▸ **EXERCISE REQUIREMENTS**
Locate each line in the items below that contains the string "self" and copy it in full. Letter case must match.

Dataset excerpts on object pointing

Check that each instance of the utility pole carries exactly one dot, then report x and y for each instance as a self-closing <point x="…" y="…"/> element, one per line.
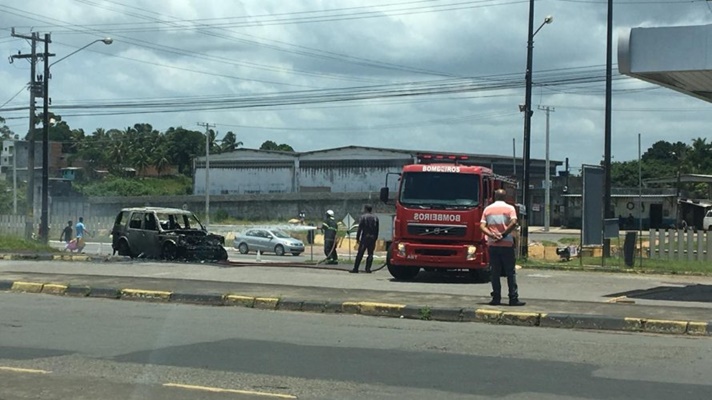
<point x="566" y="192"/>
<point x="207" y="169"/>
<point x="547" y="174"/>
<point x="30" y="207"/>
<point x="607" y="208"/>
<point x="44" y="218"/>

--

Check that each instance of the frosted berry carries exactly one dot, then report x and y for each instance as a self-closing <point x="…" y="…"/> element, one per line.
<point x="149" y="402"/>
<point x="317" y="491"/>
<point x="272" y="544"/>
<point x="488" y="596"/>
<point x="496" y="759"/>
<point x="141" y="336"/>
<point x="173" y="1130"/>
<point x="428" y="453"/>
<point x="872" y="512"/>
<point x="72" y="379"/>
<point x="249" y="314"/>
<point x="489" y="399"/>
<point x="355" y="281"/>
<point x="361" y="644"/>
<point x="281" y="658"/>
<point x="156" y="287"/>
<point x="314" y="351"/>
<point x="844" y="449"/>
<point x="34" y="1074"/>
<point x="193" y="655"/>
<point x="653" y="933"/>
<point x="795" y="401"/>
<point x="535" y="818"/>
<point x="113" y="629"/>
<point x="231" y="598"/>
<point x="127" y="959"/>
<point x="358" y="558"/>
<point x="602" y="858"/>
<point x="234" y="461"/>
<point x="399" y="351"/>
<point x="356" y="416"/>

▸ **SOLUTION TO THIS PROBLEM**
Check that each instance of the utility pole carries exactly one dot, then report x and y for each instance as a self-closing <point x="…" y="…"/> element, one per line.
Check that each instance of the frosted berry carries exactly one dot, then report x and y for each instance as a self-closing <point x="…" y="…"/> element, one per line.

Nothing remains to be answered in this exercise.